Include only the line with "Please pick out the main" and the lines after it, each reproduced exactly as it stands in the entries below.
··· THE INPUT ···
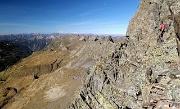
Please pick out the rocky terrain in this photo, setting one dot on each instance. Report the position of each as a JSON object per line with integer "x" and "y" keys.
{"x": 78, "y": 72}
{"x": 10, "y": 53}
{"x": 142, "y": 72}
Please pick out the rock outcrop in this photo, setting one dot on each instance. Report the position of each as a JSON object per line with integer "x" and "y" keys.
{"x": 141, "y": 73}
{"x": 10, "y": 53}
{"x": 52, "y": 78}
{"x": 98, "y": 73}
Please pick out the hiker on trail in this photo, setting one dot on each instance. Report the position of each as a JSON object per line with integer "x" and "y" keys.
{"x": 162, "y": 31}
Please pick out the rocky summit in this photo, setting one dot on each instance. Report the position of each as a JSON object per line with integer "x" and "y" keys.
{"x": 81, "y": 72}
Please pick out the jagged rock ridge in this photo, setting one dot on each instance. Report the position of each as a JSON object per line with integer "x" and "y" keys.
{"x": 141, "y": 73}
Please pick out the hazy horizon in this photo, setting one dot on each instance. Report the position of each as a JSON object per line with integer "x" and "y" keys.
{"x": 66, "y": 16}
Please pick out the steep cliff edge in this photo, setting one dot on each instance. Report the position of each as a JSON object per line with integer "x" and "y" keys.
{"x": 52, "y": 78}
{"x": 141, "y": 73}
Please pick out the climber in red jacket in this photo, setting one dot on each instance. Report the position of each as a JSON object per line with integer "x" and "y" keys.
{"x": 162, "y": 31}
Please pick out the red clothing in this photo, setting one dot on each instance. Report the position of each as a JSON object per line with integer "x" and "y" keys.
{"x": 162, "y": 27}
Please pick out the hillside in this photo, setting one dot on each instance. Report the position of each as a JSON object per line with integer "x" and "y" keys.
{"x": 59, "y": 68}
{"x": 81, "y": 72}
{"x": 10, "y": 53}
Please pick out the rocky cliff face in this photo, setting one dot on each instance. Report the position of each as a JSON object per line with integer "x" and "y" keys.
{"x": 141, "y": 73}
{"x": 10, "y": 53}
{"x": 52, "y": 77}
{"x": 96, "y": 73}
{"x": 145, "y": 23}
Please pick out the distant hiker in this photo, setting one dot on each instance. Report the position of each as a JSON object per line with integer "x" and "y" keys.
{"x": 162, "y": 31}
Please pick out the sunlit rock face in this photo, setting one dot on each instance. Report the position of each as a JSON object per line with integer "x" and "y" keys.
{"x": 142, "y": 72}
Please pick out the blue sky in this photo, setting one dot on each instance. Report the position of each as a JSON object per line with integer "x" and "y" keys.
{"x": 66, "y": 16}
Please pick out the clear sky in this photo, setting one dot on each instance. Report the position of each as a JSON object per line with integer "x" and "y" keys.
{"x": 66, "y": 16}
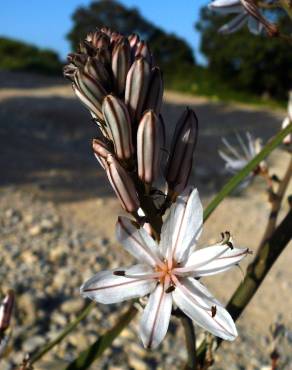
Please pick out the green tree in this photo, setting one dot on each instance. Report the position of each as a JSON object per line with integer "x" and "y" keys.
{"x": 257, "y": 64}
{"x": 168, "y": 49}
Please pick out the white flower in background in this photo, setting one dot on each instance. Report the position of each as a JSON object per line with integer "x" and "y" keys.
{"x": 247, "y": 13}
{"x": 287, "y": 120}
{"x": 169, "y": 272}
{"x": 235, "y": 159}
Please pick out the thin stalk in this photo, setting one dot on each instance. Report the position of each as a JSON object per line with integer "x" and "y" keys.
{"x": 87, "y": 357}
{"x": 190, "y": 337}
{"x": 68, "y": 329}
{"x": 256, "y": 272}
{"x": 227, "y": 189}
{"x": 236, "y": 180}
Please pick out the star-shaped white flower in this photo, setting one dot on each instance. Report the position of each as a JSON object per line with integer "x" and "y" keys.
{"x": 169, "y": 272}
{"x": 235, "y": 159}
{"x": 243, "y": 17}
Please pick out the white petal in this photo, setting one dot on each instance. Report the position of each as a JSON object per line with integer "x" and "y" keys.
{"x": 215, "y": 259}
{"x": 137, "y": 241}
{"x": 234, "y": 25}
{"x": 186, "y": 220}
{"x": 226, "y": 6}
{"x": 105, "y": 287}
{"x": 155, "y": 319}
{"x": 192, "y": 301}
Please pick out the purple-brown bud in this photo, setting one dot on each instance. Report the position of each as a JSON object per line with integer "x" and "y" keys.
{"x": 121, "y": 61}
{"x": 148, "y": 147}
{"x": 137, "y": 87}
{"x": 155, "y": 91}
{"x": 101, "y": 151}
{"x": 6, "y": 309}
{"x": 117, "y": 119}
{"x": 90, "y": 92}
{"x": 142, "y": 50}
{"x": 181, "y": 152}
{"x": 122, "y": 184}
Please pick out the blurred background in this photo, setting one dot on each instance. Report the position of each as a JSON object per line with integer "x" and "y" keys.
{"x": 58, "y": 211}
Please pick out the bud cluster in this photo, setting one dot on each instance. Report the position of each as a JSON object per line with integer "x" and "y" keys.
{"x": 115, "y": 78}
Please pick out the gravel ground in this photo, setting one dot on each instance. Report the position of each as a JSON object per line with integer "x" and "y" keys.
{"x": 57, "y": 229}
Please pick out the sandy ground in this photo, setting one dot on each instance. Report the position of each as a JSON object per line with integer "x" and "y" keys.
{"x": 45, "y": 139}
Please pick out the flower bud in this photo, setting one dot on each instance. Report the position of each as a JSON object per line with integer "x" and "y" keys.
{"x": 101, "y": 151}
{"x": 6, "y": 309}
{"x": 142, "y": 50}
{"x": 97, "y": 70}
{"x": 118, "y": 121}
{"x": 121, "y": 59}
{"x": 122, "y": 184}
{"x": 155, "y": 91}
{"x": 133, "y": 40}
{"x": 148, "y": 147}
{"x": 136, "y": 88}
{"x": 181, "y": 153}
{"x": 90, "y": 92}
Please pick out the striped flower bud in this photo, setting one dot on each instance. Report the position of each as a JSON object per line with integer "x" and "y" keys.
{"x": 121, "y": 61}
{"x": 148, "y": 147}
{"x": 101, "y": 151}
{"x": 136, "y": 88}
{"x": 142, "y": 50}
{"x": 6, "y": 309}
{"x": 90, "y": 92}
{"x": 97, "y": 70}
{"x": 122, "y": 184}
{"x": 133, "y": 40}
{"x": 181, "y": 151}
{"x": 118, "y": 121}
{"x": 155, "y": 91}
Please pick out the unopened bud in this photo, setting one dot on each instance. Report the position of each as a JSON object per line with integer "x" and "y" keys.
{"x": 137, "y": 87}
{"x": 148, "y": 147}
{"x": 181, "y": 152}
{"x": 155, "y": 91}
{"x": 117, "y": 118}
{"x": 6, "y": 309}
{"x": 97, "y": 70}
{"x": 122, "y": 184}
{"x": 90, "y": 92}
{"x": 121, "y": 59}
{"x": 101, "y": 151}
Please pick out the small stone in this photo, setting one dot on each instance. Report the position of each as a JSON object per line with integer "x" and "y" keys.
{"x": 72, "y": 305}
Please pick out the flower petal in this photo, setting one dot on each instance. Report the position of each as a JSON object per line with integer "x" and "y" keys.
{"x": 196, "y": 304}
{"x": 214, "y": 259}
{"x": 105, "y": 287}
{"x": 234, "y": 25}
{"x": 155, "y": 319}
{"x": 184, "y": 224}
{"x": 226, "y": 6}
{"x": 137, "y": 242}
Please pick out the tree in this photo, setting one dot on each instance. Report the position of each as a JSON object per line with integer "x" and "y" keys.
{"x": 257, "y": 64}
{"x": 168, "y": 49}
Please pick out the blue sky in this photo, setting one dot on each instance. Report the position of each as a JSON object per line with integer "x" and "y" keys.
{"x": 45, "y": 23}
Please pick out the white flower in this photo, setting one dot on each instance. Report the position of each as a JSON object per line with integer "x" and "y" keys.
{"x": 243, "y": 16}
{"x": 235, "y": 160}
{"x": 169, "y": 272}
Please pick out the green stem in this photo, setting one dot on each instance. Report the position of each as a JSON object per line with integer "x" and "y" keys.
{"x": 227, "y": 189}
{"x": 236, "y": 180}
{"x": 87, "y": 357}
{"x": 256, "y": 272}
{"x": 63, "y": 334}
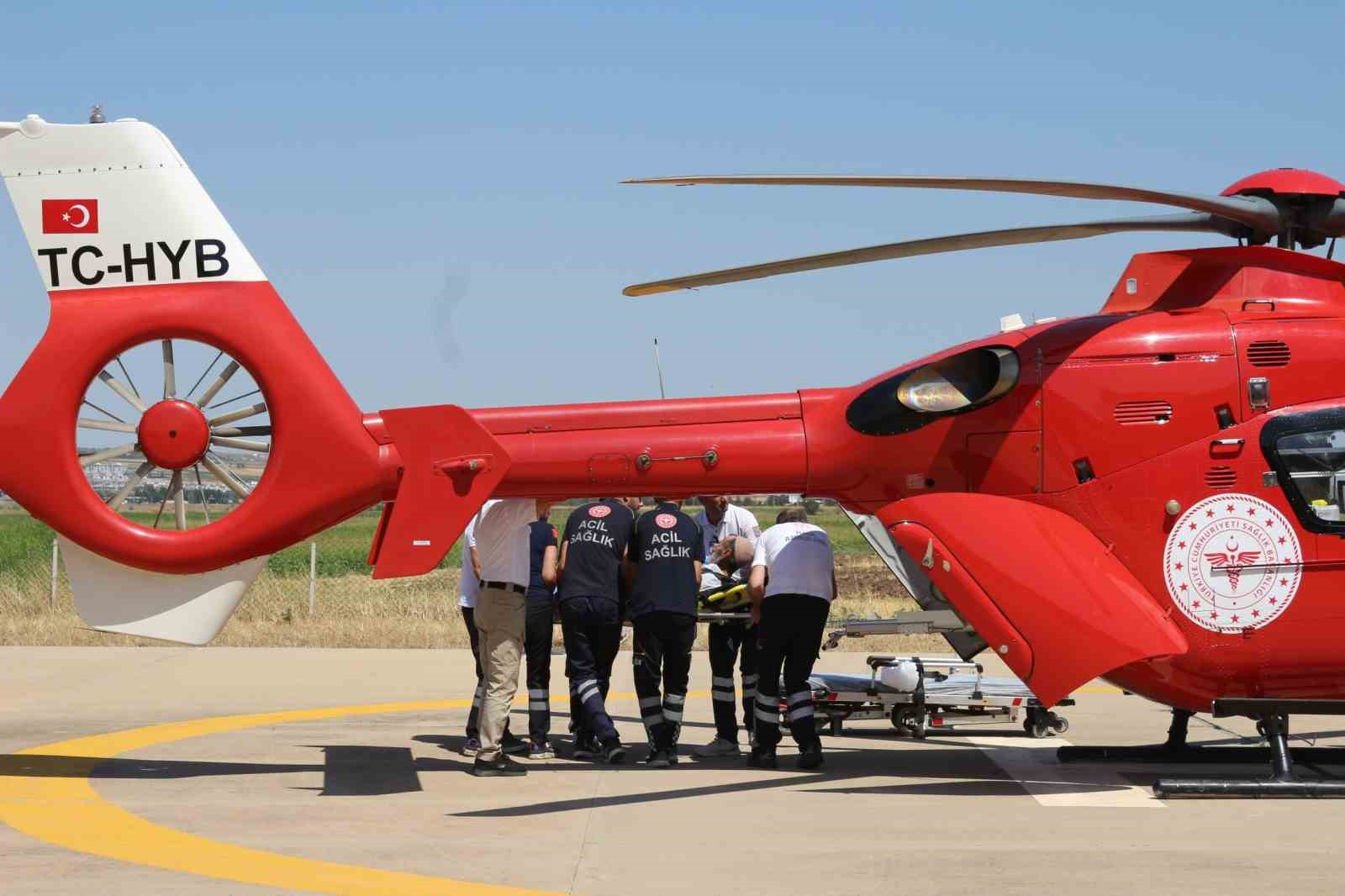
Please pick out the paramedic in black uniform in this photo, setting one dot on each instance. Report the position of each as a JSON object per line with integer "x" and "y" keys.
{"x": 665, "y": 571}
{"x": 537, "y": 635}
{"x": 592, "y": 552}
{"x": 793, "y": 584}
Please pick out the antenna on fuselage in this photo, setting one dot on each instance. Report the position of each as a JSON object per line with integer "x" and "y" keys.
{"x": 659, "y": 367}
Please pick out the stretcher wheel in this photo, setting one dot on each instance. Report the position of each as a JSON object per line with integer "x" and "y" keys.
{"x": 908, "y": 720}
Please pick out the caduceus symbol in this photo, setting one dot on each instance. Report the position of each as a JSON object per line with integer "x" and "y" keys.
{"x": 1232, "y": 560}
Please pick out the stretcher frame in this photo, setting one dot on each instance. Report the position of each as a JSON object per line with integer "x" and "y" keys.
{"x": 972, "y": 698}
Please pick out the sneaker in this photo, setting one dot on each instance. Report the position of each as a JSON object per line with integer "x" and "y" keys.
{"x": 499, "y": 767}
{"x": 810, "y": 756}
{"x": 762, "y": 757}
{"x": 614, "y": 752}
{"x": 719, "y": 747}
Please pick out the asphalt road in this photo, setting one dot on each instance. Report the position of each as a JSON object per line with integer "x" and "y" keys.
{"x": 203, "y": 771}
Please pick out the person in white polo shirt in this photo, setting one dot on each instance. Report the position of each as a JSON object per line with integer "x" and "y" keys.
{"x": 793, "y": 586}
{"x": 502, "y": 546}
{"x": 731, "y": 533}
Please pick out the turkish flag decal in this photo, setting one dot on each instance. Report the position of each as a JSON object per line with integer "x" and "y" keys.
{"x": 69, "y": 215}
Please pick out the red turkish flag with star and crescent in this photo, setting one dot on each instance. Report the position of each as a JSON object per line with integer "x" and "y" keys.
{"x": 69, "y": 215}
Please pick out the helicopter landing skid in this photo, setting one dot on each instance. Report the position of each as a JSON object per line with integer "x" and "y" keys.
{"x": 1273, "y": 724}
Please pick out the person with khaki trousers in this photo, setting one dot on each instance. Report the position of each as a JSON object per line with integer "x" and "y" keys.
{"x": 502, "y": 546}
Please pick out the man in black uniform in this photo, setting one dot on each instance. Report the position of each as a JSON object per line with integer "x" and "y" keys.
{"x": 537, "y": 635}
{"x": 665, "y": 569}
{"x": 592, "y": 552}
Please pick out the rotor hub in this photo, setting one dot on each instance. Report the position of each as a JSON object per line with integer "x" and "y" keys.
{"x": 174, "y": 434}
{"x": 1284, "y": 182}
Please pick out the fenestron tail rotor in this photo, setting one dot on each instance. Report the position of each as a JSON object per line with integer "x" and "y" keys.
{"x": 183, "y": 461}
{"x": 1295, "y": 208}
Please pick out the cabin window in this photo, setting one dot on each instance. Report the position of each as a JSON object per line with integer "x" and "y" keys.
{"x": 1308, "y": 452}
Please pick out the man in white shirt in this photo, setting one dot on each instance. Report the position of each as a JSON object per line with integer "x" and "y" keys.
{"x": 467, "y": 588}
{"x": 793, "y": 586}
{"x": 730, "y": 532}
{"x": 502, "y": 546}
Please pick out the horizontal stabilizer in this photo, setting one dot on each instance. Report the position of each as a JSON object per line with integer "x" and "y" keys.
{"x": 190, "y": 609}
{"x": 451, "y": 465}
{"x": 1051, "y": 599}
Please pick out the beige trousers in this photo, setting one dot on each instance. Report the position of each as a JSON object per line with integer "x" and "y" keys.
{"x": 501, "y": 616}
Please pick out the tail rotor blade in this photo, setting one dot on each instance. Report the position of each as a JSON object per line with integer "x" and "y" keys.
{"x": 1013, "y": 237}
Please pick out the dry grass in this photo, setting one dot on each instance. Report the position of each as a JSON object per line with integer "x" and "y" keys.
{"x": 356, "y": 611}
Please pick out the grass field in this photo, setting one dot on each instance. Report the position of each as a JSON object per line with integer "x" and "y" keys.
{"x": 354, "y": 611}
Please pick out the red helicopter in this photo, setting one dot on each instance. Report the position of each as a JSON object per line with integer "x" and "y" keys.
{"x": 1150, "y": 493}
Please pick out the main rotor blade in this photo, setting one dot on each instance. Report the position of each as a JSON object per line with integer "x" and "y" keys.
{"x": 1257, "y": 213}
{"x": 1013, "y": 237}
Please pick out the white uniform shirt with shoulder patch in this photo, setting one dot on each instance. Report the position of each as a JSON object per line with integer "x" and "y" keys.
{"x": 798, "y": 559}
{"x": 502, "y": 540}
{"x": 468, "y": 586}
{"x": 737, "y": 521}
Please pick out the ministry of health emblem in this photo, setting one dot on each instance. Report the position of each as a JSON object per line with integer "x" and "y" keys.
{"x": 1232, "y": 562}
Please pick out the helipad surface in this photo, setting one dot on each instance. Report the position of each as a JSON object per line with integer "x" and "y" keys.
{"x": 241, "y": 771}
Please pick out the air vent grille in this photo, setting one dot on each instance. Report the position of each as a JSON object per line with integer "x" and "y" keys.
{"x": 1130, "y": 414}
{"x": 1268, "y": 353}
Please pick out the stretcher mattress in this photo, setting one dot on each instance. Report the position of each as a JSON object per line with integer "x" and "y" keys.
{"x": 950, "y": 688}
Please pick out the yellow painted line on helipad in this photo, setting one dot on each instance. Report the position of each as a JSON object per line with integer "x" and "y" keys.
···
## YOUR SOLUTION:
Please pick out the main rotor blade in this photo, setting one dot on each instance. Report the position of each as a JSON object per line with integer "x" and "y" keys.
{"x": 1257, "y": 213}
{"x": 1013, "y": 237}
Please pick out the white uniform shirt with shoulder patch in this photo, setting one dot on each instance. Report the position of each as a JSON object per line with integer "x" and "y" keys.
{"x": 798, "y": 559}
{"x": 502, "y": 540}
{"x": 468, "y": 586}
{"x": 737, "y": 521}
Please pick out the ministry of health emblem in this photo, setting one dot on each instance. Report the position of each as a JSON object per line with integer "x" and "y" keys.
{"x": 1232, "y": 562}
Please pick out the helipad surface in this photo, setting one dot on each instance. Report the position of each as a JSON object per line with integer "x" and "y" keys.
{"x": 241, "y": 771}
Please pick out the air vent grille in this photo, setting one dot on each instance. Report the position of each as a JSON object per line with integer "x" and "y" keys.
{"x": 1130, "y": 414}
{"x": 1268, "y": 353}
Please pick out the stretcher mattress in this photo, setting one dot on each instance. Report the position of each as a JSON object per line with integer "x" and "y" keys.
{"x": 950, "y": 688}
Please pick out the yellow painted line on helipad in this photo, setting one dot on each instance. Report the position of each as a JSON object per line with integer "x" and "y" keys.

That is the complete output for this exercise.